▶ _Excerpt from a dataset_

** start **

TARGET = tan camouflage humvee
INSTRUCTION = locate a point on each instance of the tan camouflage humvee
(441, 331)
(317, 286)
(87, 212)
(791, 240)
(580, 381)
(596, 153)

** end **

▶ _Goal of the exercise_
Convert the data above into a Markdown table with two columns, Row and Data line. Give each line its own row and omit any blank lines.

▶ _Correct output_
| Row | Data line |
|---|---|
| 1 | TARGET = tan camouflage humvee |
| 2 | INSTRUCTION = locate a point on each instance of the tan camouflage humvee |
| 3 | (441, 331) |
| 4 | (317, 286) |
| 5 | (87, 212) |
| 6 | (791, 240) |
| 7 | (580, 381) |
| 8 | (596, 153) |